Essa é uma visão popular comum do nirvana. Não há, por exemplo, um cuidado para examinar todas as miríades de coisas que as pessoas costumam confundir com nirvana e são descritas nos textos budistas. A explicação do nirvana é, comumente, uma via negativa, isto é, o que mais se faz é explicar o que ele não é. E ele não é um tipo de esclarecimento intelectual ou orgasmo diluído, como muitas vezes somos levados a pensar, até pelo uso corriqueiro do termo.

Querer sofrer é parte da definição de sofrimento

Mas quando Žižek fala do sofrimento, é aí que ele pisa mais feio na bola. Para os psicanalistas, em geral, há duas coisas muito problemáticas com o budismo: primeiro é o fato de que o Buda afirma a possibilidade de total libertação do sofrimento e da neurose. Mas tudo bem, digamos que essa seja uma visão de fé, uma perspectiva religiosa do budismo, essa crença no potencial máximo do ser humano ser a liberdade perante todas as formas de hábito aprisionante.

**Registros de dados**.
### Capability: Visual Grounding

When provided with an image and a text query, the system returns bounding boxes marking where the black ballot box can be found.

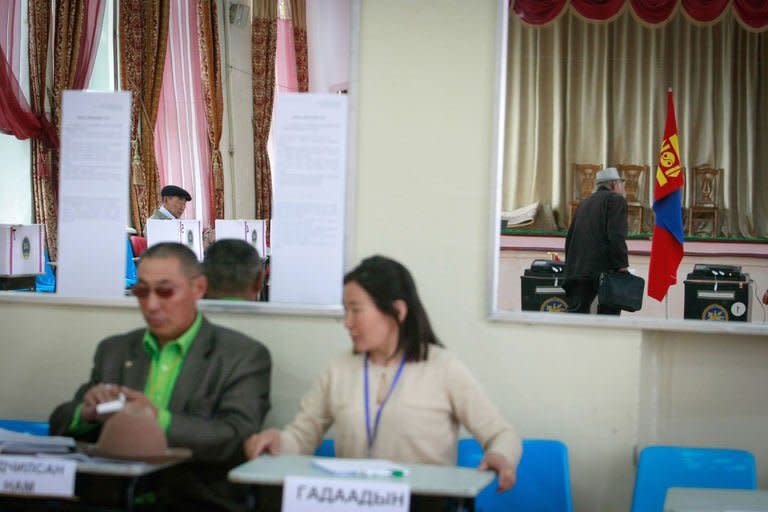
[520,260,568,313]
[684,263,752,322]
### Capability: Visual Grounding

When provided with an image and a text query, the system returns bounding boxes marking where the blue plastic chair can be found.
[457,439,573,512]
[35,249,56,293]
[632,446,757,512]
[0,419,48,436]
[315,439,336,457]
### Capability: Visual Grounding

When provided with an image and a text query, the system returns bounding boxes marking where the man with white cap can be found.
[149,185,192,219]
[563,167,629,315]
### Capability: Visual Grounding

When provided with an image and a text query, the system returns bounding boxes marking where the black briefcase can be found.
[597,272,645,311]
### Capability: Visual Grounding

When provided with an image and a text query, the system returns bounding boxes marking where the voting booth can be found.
[215,219,269,259]
[147,219,203,261]
[0,224,45,277]
[684,263,752,322]
[520,260,568,313]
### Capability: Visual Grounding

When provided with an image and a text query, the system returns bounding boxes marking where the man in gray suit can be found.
[50,243,271,510]
[563,167,629,315]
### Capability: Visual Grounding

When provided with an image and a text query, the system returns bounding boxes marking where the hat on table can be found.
[83,406,192,464]
[160,185,192,201]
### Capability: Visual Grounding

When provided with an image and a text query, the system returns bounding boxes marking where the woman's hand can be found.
[477,451,517,492]
[243,430,280,459]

**Tarefas e exercícios**.
1. Imprima, sem alterações, tudo o que vai de "Mas quando Žižek" até "de hábito aprisionante." no texto de origem.
2. Segundo o texto de origem, de que maneira a explicação do nirvana costuma ser feita?

**Respostas por tarefa**.
1.
Mas quando Žižek fala do sofrimento, é aí que ele pisa mais feio na bola. Para os psicanalistas, em geral, há duas coisas muito problemáticas com o budismo: primeiro é o fato de que o Buda afirma a possibilidade de total libertação do sofrimento e da neurose. Mas tudo bem, digamos que essa seja uma visão de fé, uma perspectiva religiosa do budismo, essa crença no potencial máximo do ser humano ser a liberdade perante todas as formas de hábito aprisionante.

2. Por uma via negativa, ou seja, explicando sobretudo o que o nirvana não é.